Extract, in full, the lines below, beginning at the first and ending with the line that contains "Target: chimney". Pictures do not belong in the copy.

----------

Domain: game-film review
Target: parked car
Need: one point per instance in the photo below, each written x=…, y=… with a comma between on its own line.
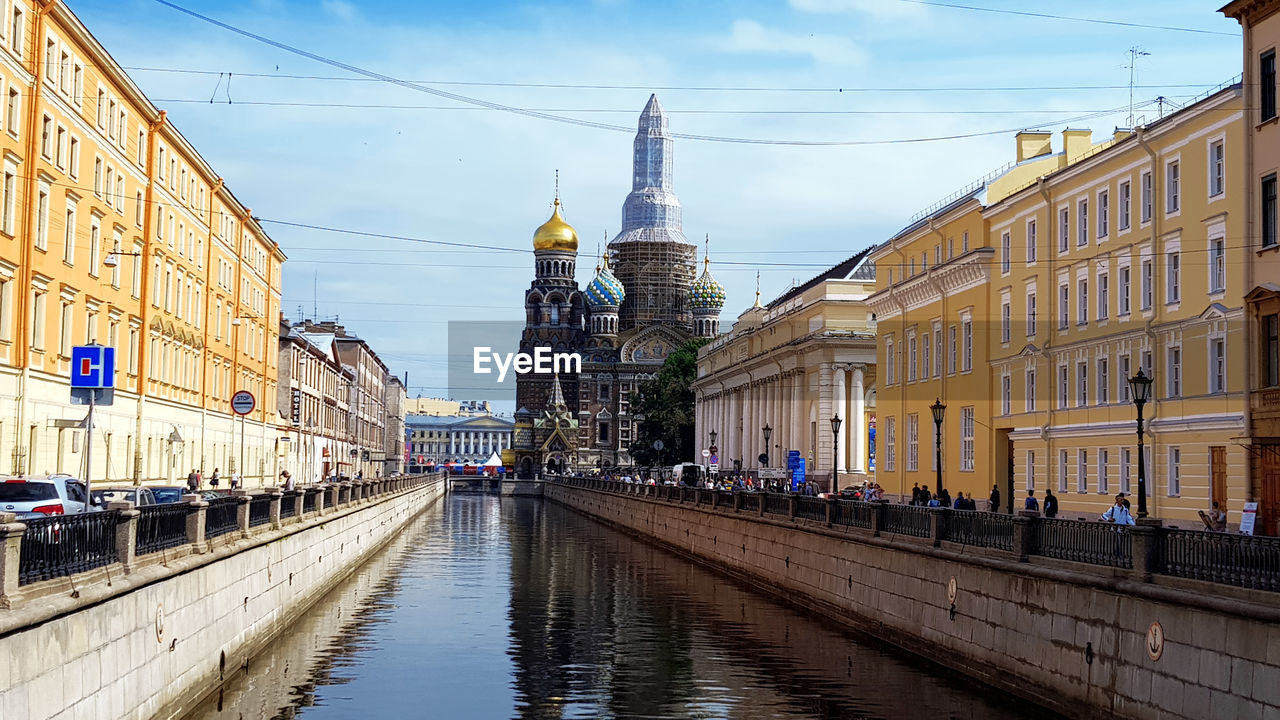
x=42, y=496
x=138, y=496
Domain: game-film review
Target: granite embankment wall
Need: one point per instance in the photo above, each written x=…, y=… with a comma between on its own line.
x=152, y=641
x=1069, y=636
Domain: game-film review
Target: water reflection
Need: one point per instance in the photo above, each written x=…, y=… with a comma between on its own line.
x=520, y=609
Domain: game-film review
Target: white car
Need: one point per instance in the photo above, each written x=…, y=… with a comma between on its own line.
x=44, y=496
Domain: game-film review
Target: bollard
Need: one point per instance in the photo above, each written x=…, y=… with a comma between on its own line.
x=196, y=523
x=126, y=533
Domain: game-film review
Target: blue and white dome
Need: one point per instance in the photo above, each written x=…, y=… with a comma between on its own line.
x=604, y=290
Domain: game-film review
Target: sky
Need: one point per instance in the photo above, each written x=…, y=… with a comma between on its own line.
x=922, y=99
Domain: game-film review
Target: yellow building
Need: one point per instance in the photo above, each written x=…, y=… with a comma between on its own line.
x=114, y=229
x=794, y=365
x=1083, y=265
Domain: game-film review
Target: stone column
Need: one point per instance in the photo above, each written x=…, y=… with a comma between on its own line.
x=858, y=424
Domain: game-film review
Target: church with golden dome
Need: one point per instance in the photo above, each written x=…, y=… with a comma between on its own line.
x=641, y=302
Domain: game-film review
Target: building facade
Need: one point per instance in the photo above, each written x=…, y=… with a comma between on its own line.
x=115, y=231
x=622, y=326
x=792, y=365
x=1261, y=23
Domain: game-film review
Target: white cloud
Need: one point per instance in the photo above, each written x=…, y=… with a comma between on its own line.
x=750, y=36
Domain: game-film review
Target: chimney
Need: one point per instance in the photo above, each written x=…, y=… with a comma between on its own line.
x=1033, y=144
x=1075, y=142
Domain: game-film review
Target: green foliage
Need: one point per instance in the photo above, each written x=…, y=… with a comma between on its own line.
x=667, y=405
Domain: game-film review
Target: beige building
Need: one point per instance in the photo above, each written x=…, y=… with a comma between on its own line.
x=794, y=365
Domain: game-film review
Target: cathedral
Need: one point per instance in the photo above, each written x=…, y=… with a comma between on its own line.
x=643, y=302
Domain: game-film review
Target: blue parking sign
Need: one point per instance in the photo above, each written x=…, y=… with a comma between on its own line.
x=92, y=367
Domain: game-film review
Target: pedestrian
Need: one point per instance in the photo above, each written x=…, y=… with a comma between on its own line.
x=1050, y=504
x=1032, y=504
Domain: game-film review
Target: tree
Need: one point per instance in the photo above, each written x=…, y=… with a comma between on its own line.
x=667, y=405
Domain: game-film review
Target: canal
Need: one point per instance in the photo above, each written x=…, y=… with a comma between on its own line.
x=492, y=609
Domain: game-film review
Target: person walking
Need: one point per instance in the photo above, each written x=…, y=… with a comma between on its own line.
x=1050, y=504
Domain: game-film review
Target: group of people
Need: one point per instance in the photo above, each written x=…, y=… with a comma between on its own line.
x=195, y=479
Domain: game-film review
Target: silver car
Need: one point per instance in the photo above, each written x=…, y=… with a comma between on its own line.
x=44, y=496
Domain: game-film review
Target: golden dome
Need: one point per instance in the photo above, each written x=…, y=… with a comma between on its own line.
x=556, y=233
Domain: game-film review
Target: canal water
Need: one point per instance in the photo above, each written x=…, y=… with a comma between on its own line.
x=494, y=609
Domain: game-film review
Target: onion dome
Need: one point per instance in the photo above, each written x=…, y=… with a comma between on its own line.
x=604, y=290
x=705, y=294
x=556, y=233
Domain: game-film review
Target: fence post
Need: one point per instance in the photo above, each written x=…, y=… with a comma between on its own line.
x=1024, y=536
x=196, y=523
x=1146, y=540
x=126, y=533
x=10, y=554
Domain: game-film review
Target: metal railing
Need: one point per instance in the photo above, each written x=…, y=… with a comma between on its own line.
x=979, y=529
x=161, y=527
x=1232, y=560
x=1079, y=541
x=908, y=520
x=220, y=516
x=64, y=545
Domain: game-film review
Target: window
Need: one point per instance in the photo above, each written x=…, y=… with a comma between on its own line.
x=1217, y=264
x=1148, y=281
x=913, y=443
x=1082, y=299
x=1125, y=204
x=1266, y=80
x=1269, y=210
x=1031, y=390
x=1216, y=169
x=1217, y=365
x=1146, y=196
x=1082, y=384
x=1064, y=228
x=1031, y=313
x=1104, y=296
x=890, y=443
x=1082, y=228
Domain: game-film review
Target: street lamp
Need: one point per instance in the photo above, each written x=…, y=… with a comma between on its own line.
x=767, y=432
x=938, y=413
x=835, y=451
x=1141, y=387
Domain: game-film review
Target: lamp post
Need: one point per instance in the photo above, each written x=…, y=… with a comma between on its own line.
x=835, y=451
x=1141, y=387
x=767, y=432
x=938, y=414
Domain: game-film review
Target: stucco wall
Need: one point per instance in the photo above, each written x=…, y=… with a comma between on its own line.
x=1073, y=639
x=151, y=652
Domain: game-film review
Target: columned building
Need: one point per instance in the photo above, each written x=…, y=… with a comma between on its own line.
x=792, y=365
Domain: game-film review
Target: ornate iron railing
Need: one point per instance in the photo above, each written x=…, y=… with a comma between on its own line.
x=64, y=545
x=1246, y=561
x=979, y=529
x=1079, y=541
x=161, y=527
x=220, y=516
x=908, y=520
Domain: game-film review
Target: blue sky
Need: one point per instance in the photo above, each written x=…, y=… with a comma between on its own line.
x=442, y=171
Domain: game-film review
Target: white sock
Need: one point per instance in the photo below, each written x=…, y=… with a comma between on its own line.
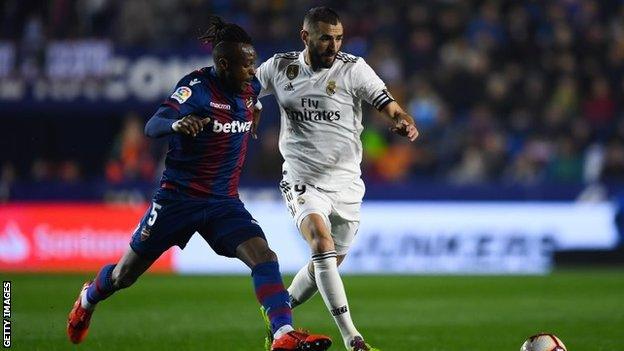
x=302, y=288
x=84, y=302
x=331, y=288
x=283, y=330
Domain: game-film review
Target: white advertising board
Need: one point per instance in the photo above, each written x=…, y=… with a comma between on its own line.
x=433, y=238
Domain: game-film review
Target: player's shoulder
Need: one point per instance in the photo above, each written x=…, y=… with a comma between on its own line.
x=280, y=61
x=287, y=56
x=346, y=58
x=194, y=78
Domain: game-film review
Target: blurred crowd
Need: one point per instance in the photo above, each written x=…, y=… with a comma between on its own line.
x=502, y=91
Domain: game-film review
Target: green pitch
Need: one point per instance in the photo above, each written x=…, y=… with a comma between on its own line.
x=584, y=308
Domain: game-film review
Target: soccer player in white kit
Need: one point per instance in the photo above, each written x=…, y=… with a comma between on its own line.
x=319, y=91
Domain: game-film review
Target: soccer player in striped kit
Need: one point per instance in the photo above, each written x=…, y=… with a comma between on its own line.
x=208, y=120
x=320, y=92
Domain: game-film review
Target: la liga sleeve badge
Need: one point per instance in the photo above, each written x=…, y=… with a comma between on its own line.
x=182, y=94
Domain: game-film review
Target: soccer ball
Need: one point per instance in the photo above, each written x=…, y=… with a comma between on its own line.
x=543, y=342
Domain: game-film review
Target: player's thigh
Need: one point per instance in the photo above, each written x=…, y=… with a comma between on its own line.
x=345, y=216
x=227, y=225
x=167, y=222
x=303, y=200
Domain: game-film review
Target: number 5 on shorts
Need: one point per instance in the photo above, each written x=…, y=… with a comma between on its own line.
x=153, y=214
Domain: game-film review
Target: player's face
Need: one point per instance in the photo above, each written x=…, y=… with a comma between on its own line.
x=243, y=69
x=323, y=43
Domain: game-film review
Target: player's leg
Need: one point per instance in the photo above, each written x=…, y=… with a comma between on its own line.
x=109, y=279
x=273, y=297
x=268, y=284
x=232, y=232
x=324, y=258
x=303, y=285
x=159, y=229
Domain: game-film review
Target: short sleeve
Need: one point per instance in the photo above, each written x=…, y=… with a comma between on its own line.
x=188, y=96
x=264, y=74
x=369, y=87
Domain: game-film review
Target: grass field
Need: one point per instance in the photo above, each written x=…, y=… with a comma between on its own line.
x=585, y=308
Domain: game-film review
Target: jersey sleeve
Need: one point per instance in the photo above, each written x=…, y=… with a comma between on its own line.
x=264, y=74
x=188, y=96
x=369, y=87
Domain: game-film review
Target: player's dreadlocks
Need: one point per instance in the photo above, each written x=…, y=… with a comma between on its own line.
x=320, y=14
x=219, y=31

----------

Task result:
Domain: game-film review
Target: parked car
Need: one point per instance in the photo below, each written x=…, y=… with a comma between on its own line.
x=42, y=496
x=138, y=496
Domain: game-film review
Target: granite embankment wall
Need: one point per instance in the photo above, each written x=…, y=… with a comma between on its own line.
x=152, y=641
x=1069, y=636
Domain: game-film review
Target: water reflection
Need: one point per instance in the photo above, each written x=…, y=… with a comma between on its own line.
x=520, y=609
Domain: game-film review
Target: white car
Need: one point per instance in the photo above, each written x=…, y=… with a comma between on its own line.
x=44, y=496
Domain: game-film review
Target: bollard
Need: one point per instance in the photo above, each written x=…, y=… with a comma between on its own line.
x=196, y=523
x=126, y=533
Domain: game-film review
Target: blue and white dome
Need: one point per instance in the photo above, each written x=…, y=… with a comma between on its own line.
x=604, y=290
Domain: game-film review
Target: sky
Need: one point per instance in the photo above, each written x=…, y=… with a comma between on its own line.
x=922, y=99
Domain: game-film review
Target: yellow building
Need: one point per instance in the photo above, each written x=…, y=… with a comma between on its own line.
x=114, y=229
x=794, y=365
x=1083, y=265
Domain: game-film review
Target: stone column
Need: one point per instance in the photo above, each written x=…, y=… with a comma between on its own line.
x=858, y=424
Domain: game-film review
Target: church with golden dome
Need: one point per instance in the photo above, each written x=…, y=… with a comma between on its own line.
x=641, y=302
Domain: game-film review
Target: building facade
Need: one point per instance in the photo above, each written x=…, y=… with a comma between on its own line.
x=115, y=231
x=622, y=326
x=792, y=365
x=1261, y=23
Domain: game-film review
Target: white cloud
Need: one point per instance in the photo above, each written x=…, y=… with a comma between on its own line.
x=750, y=36
Domain: game-film review
Target: chimney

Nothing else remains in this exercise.